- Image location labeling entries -
○ ○ ○ ○

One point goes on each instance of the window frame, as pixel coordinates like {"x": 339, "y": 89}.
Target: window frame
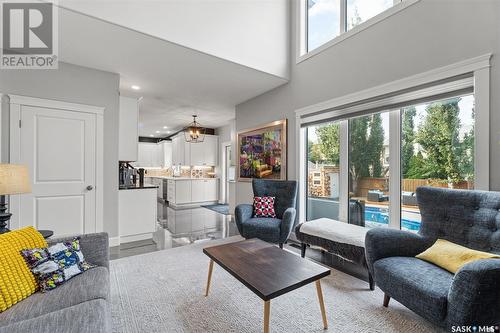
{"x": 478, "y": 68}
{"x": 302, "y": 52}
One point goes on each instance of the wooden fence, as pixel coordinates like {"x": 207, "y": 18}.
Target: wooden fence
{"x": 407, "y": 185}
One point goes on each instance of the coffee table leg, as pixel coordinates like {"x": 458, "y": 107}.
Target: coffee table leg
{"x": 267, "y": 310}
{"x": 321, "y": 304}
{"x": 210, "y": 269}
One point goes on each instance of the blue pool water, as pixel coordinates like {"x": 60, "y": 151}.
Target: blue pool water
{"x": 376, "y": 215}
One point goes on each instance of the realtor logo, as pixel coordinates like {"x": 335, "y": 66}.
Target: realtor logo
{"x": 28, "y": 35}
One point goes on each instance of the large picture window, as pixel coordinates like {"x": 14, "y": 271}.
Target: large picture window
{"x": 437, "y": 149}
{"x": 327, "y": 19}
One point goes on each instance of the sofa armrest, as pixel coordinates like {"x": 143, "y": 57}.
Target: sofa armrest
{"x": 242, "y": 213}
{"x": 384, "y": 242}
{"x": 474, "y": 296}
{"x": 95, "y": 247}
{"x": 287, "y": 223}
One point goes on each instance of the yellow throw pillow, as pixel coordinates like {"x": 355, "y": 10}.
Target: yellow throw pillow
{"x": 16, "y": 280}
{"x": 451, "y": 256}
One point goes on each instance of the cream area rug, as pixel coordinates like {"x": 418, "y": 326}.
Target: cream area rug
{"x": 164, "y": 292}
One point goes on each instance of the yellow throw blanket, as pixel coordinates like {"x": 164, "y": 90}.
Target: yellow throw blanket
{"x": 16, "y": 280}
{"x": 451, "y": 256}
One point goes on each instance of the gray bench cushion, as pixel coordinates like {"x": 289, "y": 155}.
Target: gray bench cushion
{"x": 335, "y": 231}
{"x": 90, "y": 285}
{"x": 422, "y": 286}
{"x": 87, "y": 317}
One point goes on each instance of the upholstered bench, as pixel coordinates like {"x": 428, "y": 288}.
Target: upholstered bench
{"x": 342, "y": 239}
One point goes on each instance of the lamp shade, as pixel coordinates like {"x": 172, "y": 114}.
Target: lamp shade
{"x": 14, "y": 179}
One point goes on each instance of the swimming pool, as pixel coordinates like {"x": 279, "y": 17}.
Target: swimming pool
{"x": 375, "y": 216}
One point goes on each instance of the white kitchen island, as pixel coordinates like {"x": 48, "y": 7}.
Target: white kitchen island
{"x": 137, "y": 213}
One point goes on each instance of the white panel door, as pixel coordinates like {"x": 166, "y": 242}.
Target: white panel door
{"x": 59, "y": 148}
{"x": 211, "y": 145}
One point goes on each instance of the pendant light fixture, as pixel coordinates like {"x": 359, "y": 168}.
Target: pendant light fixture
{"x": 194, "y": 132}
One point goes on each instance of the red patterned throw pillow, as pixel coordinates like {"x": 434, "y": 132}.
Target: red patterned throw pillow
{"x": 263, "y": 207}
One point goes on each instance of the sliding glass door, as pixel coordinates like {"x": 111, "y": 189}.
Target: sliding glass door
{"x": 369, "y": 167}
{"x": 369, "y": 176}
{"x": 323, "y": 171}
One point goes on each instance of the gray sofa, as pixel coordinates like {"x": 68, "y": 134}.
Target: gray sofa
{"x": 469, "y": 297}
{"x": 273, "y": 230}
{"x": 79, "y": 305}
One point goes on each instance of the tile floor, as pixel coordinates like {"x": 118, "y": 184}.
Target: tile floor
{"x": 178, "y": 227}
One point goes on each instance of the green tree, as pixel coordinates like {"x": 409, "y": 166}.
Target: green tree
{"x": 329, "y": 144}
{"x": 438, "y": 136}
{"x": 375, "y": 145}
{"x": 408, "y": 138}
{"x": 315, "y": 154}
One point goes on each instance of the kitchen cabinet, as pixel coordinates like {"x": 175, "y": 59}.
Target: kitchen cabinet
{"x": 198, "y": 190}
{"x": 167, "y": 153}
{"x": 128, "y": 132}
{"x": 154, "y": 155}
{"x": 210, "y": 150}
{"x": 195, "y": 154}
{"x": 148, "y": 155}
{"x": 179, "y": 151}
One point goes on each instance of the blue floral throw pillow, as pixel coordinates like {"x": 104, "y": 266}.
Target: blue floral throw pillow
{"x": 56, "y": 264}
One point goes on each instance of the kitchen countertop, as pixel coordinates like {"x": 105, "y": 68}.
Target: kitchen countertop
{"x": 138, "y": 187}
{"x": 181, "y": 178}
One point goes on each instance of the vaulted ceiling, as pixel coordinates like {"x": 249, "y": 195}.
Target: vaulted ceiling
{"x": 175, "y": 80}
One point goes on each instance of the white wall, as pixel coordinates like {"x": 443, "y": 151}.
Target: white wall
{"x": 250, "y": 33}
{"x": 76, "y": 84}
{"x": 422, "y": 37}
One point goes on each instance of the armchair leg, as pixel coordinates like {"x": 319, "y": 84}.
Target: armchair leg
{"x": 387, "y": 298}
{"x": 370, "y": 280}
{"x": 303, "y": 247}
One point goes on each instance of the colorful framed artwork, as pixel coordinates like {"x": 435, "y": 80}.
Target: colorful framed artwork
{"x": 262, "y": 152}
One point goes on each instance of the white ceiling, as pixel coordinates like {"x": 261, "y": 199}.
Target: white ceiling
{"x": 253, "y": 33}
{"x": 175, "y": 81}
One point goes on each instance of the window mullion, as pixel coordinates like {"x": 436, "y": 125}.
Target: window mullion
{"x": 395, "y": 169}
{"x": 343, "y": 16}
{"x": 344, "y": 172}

○ ○ ○ ○

From the entries above, output every line exactly and omit any image.

One point goes on each instance of the window frame, as pixel coordinates like {"x": 339, "y": 89}.
Target: window frame
{"x": 478, "y": 68}
{"x": 302, "y": 52}
One point goes on each instance of the wooden fence, as pixel coordinates like {"x": 207, "y": 18}.
Target: wooden fence
{"x": 407, "y": 185}
One point goes on each instance of the coffee table leg, as pixel coordinates like {"x": 458, "y": 107}.
Target: coffee table leg
{"x": 267, "y": 310}
{"x": 321, "y": 304}
{"x": 210, "y": 269}
One point goes on each instance of the blue pool water, as pixel coordinates like {"x": 60, "y": 151}.
Target: blue pool water
{"x": 376, "y": 215}
One point goes on each instance of the realtor logo, as pixel coordinates like {"x": 335, "y": 66}.
Target: realtor logo
{"x": 28, "y": 35}
One point goes on each instance of the large picture window, as pixel coordinates like {"x": 14, "y": 271}.
Target: large picture window
{"x": 437, "y": 149}
{"x": 327, "y": 19}
One point goes on each instance of the sofa armrest, as pixel coordinates like {"x": 143, "y": 57}.
Target: sofa armrest
{"x": 242, "y": 213}
{"x": 384, "y": 242}
{"x": 474, "y": 296}
{"x": 95, "y": 247}
{"x": 287, "y": 223}
One point goes on each instance of the yellow throw pillow, as pixel coordinates like {"x": 355, "y": 10}.
Target: yellow throw pillow
{"x": 16, "y": 280}
{"x": 451, "y": 256}
One point goes on each instance of the cream area rug, as pixel coordinates like {"x": 418, "y": 326}.
Target: cream area rug
{"x": 164, "y": 292}
One point goes on each instance of the yellow throw blanket, as pixel coordinates like {"x": 164, "y": 90}.
Target: yellow throw blanket
{"x": 16, "y": 280}
{"x": 451, "y": 256}
One point goes on each instance of the gray bench cushion, as pixel coordinates like {"x": 289, "y": 155}.
Target: gray bench cushion
{"x": 335, "y": 231}
{"x": 90, "y": 285}
{"x": 422, "y": 286}
{"x": 87, "y": 317}
One point goes on each instance of the upholstered bench, as pixel coordinates like {"x": 428, "y": 288}.
Target: upholstered bench
{"x": 342, "y": 239}
One point goes on each instance of the lamp shade, as pixel coordinates like {"x": 172, "y": 114}.
Target: lamp shade
{"x": 14, "y": 179}
One point goes on each instance of the swimming pool, as pixel coordinates like {"x": 279, "y": 17}.
Target: swimming pool
{"x": 375, "y": 216}
One point goes on each instance of the white kitchen island, as pixel coordinates like {"x": 48, "y": 7}.
Target: white kitchen island
{"x": 137, "y": 213}
One point goes on each instance of the white panel door, as pixel coordinates like {"x": 166, "y": 242}.
Target: white panel door
{"x": 59, "y": 148}
{"x": 211, "y": 145}
One point goes on each instance of the pendant light fixture, as pixel coordinates like {"x": 359, "y": 168}.
Target: pendant light fixture
{"x": 194, "y": 132}
One point goes on each instance of the red patterned throw pillow, as pixel coordinates like {"x": 434, "y": 132}.
Target: red patterned throw pillow
{"x": 263, "y": 207}
One point goes on each instance of the sliding glass door, as pixel coordinates like {"x": 111, "y": 189}.
Target: sliding glass door
{"x": 369, "y": 167}
{"x": 369, "y": 176}
{"x": 323, "y": 171}
One point goes on each instance of the gray sofa, as pixel coordinates like {"x": 68, "y": 134}.
Target: gray sofa
{"x": 469, "y": 297}
{"x": 273, "y": 230}
{"x": 79, "y": 305}
One point goes on each instance of the tile floor, as pixel coordinates like {"x": 118, "y": 184}.
Target: tile floor
{"x": 178, "y": 227}
One point goes on each instance of the green tree, as pixel coordinates like {"x": 409, "y": 166}.
Target: green tree
{"x": 329, "y": 144}
{"x": 438, "y": 136}
{"x": 375, "y": 145}
{"x": 408, "y": 138}
{"x": 315, "y": 154}
One point goes on each instance of the kitchen cabinet, as pixel coordinates like {"x": 175, "y": 59}.
Target: kitchen cabinet
{"x": 198, "y": 190}
{"x": 167, "y": 153}
{"x": 128, "y": 132}
{"x": 154, "y": 155}
{"x": 210, "y": 150}
{"x": 195, "y": 154}
{"x": 148, "y": 155}
{"x": 179, "y": 151}
One point goes on each instance of the blue floral throw pillow, as pixel coordinates like {"x": 104, "y": 266}.
Target: blue floral throw pillow
{"x": 56, "y": 264}
One point goes on each instance of the kitchen countertop, as pixel coordinates like {"x": 105, "y": 68}.
Target: kitchen countertop
{"x": 138, "y": 187}
{"x": 181, "y": 178}
One point goes on each instance of the vaulted ceiling, as pixel coordinates like {"x": 249, "y": 195}.
Target: vaulted ceiling
{"x": 175, "y": 80}
One point goes on each instance of the white wall, as pixel coordinates like {"x": 443, "y": 151}.
Target: white wall
{"x": 250, "y": 33}
{"x": 76, "y": 84}
{"x": 422, "y": 37}
One point goes on each instance of the armchair leg, as pixel coordinates like {"x": 319, "y": 84}.
Target: armchair leg
{"x": 387, "y": 298}
{"x": 370, "y": 280}
{"x": 303, "y": 247}
One point goes on each instance of the colorful framed artwork, as pixel coordinates like {"x": 435, "y": 80}.
Target: colorful framed artwork
{"x": 262, "y": 152}
One point goes on each instance of the white ceiling, as pixel coordinates like {"x": 261, "y": 199}.
Target: white ceiling
{"x": 253, "y": 33}
{"x": 175, "y": 81}
One point goes on each instance of the window mullion, as pixel coordinates like {"x": 436, "y": 125}.
Target: window mullion
{"x": 395, "y": 169}
{"x": 343, "y": 16}
{"x": 344, "y": 172}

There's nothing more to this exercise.